>> Start RECORD EXCERPTS
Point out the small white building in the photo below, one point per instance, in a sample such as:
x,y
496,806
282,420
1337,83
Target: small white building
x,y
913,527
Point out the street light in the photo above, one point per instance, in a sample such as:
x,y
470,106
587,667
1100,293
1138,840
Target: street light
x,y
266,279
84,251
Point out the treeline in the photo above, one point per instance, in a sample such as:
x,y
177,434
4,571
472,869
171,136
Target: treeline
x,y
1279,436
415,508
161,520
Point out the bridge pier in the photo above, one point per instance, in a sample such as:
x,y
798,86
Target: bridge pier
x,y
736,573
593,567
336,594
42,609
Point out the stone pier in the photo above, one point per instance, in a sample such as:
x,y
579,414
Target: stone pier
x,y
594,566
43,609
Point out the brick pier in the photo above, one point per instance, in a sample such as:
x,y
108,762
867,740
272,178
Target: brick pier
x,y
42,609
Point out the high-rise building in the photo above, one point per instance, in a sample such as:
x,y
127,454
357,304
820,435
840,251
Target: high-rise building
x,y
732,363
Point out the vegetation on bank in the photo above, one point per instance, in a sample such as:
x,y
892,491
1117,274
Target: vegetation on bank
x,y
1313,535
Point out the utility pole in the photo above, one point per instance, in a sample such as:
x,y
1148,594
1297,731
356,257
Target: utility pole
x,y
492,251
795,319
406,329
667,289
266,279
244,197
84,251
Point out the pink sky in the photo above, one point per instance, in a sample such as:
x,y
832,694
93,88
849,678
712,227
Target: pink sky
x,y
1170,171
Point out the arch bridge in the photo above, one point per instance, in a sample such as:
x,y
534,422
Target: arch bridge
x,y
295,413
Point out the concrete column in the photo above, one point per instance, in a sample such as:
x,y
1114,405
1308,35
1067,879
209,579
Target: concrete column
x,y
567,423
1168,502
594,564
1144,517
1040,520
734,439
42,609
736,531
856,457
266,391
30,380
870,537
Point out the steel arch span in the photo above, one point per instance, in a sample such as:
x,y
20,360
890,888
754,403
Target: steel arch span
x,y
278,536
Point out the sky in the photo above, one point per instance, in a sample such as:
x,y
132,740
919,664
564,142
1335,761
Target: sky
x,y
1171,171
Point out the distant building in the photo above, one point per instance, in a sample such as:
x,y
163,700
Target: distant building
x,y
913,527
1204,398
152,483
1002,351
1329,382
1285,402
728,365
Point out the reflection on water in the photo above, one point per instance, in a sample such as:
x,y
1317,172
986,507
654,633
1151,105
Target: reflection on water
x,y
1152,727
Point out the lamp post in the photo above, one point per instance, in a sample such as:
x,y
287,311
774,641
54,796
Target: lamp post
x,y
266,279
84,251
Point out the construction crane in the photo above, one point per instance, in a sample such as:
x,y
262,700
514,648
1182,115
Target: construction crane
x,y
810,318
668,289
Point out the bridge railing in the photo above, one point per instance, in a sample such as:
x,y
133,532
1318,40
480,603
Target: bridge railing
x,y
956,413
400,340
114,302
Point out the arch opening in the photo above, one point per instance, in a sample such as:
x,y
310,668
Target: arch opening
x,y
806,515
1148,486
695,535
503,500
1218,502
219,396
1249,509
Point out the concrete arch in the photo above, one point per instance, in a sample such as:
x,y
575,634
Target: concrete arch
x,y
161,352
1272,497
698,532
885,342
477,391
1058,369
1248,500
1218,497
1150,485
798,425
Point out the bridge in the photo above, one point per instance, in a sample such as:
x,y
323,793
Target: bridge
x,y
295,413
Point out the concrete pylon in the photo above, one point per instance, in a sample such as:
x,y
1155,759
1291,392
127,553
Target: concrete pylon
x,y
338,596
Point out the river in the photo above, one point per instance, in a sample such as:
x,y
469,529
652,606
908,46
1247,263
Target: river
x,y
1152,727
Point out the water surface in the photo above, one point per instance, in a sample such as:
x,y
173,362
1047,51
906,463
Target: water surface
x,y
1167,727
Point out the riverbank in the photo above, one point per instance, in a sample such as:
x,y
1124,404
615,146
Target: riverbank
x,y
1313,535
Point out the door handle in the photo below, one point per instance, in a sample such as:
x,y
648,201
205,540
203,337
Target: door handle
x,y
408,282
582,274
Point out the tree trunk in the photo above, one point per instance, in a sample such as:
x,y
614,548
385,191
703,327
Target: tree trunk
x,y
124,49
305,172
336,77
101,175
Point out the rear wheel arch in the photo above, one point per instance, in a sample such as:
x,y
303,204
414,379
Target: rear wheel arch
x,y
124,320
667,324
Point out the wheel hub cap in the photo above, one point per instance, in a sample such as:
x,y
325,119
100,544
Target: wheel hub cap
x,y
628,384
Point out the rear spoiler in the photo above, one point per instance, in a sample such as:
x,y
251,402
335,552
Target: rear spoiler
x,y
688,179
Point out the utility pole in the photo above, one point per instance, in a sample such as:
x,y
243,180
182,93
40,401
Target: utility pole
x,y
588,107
>> End RECORD EXCERPTS
WHAT YOU HAVE TO DO:
Write out again, unchanged, every line from the line containing "Point out the riverbank" to the final line of the material above.

RESULT OF THIS EXERCISE:
Point out the riverbank in the photo above, one point per instance, in a sample such as:
x,y
1124,404
615,146
Target: riverbank
x,y
1313,535
Point out the door handle in the photo below, one point per instance, in a sample such as:
x,y
648,201
205,540
203,337
Target: door handle
x,y
408,282
582,274
Point out the tree trunk in the photo above, one point per instance, in a sample such as:
x,y
614,548
385,191
703,327
Target: tree trunk
x,y
124,49
305,172
336,77
101,175
Point out the rear wheel arch in the photo above, one point per instance, in a sample such as:
x,y
303,204
414,379
Target: rear wheel arch
x,y
124,320
667,324
Point out the wheel hub cap in the photo above, one point per instance, in a sample such as:
x,y
325,119
100,544
Target: wheel hub cap
x,y
628,384
Point out the rear spoiler in the photo above, one point per instance, in a sample such as:
x,y
251,402
335,552
Target: rear spoiler
x,y
688,179
Point out the utility pole in the photo above, one point per instance, in a sample such as:
x,y
243,180
182,93
40,401
Target: utility pole
x,y
588,107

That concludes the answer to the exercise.